■ Текст для чтения
Мечты и желания — двигатель прогресса
— Сколько хосписов вы открыли?
— Если считать юридические лица, то это Санкт-Петербург, Ленинградская область. В Петербурге три стационара и еще два объекта. Хоспис для молодых взрослых в Царском Селе, в Домодедово, это Московская область, и в Белгороде. Мы создавали выездные службы в разных городах, например, в Екатеринбурге. Мы давали старт, дальше, получив некую основу, хосписы развивались самостоятельно.
— Я была в вашем хосписе в Санкт-Петербурге. Это дворец. Свет и музыка в комнатах — в зависимости от настроения. Качели, на которых можно качаться в инвалидном кресле… Иллюминаторы, открывающиеся в какой-то волшебный мир… Очень красиво. Зачем?
— Большинство этих семей живут очень скромно. Мы хотели создать мир ребенка — мир игры, сказки, волшебства, где ребенок будет продолжать жить, несмотря на ограниченность, которую вносит болезнь. Особенно красив хоспис в Царском Селе для молодых взрослых: пансион с колоннами, там даже камин есть в реанимации, правда, интерьерный… Или Домодедово, дача Пржевальского — помещичья усадьба с колоннами, с большими залами. Наверное, погружая семью в обстановку достойной жизни, мы снимаем какую-то часть непростого быта.
— И у вас есть традиция: исполнять детские мечты…
— Этот проект возник абсолютно спонтанно с первых дней работы хосписа в 2003 году. Сравнивая себя с другими детьми, ребенок может понимать, что в чем-то жизнь его обделила. Поэтому мы старались понять, что же даст ему ощущение значимости своей жизни. Мы узнавали, о чем мечтает ребенок, и исполняли.
Конечно, был период, когда мечты были самые романтичные: кто-то хотел быть пожарным, испытать ощущение движения на каком-нибудь катере на воздушной подушке. Потом были простые желания: какой-нибудь гаджет. Но оказывается, что этот гаджет является окном в большой мир. Были желания встречи с кем-то или пребывания в каком-то особенном месте… Все эти желания стали такой визитной карточкой хосписа.
А в какой-то момент уже и таким большим государственным проектом, как «Елка желаний» и в Кремле, и во всех губерниях. Мы обратили внимание всей страны, что мечта ребенка может быть очень важной, и на самом деле исполнить ее очень просто.

■ Исходные данные

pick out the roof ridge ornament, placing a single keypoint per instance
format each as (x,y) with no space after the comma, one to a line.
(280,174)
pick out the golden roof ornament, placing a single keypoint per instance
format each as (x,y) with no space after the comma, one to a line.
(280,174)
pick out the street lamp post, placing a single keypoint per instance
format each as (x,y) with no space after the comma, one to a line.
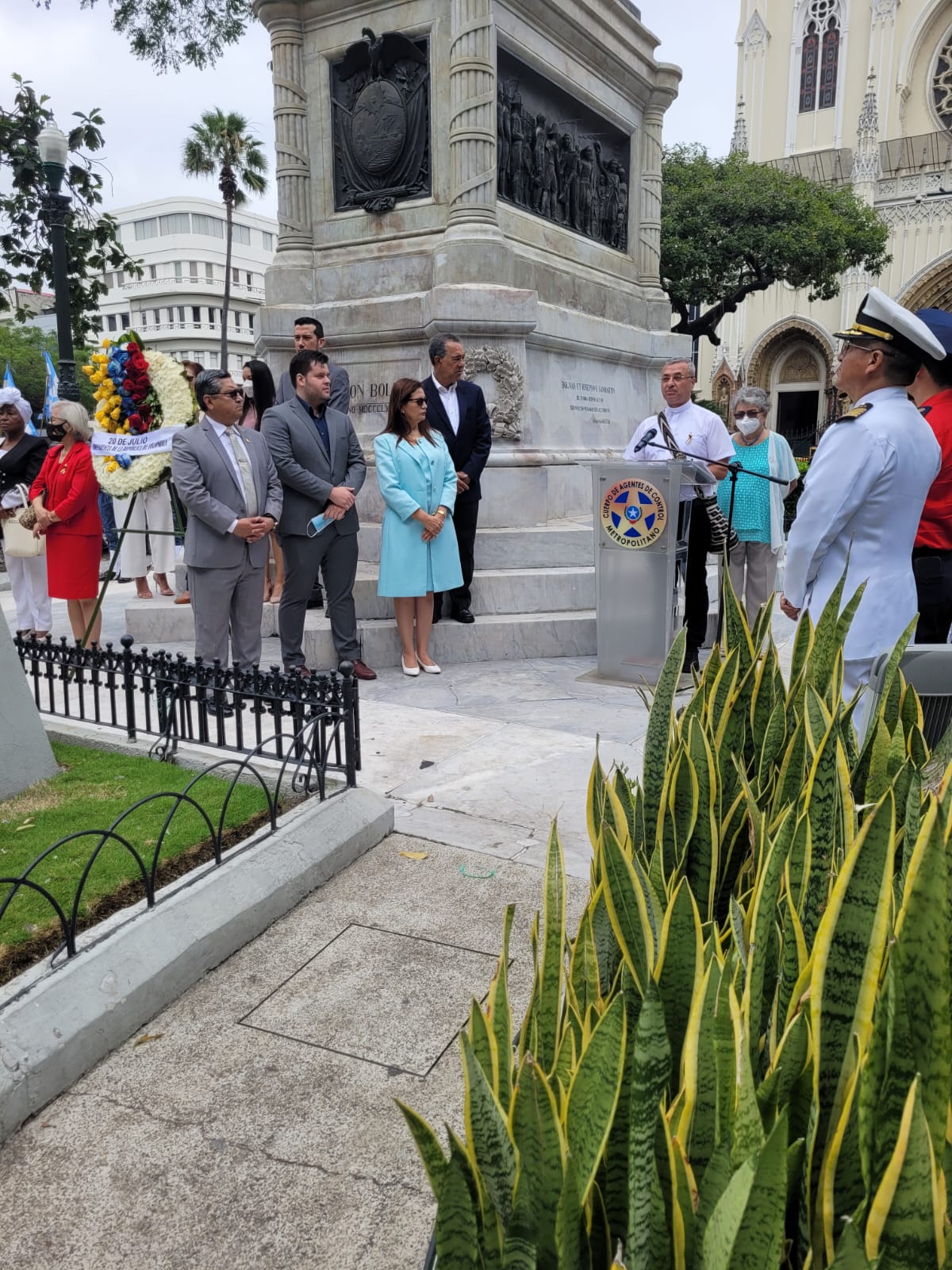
(54,150)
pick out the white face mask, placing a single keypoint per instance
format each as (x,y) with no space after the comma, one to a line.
(749,425)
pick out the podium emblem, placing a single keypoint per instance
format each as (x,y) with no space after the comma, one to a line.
(634,514)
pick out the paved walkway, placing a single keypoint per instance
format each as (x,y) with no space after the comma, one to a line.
(486,755)
(257,1127)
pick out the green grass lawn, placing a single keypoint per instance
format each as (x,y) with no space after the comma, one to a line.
(93,791)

■ Задание
Продолжите интервью о детском хосписе сразу после его последней фразы. Строки здесь ни при чём.

■ Место для ответа
— Поскольку дети вас воспринимают как доброго волшебника, вы стопроцентно должны знать ответ на вопрос, зачем этому миру нужны исполненные желания детей?
— Чтобы верить в мечту, чтобы продолжать стремиться к тому, что кажется недостижимым. Это нужно и здоровым, и больным. Мечта — двигатель прогресса.
— Была какая-то мечта детская, которая вас удивила?
— Не, ну мы же волшебники (смеется). Нас ничего не удивляет. Мы просто берем и работаем. Бывает, что мечты кажутся несбыточными, но на самом деле мы можем если не полететь в космос, то познакомиться с космонавтом.
— А вы сами помните, о чем в детстве мечтали?
— Я мечтал быть как мои родители. Быть, например, моряком. Мы в то время все мечтали делать так, чтобы «жила бы страна родная, и нету других забот».
— Когда вы решили, что будете священником?
— Я как пришел в храм, это было, наверное, в седьмом классе, так и решил там остаться. Потом сформировалась какая-то траектория: хочу быть в храме, служить в храме, быть священником. Я помню очень хорошо это чувство: пришел в храм и захотел в нем остаться.
Конфликт идеологий
— Вот вы построили хосписы. Президент вам доверил «Круг добра». А почему было столько недовольства, как вы думаете, когда вас назначали руководителем фонда?
— Недовольства тем, что священник руководит фондом? Со стороны большинства — не было. Священник, руководитель президентского фонда с большими ресурсами, вызывает, наверное, больше доверия. Мы взаимодействуем со всеми фондами, со всеми некоммерческими организациями в сфере помощи детям. Они смогли диверсифицировать свою работу.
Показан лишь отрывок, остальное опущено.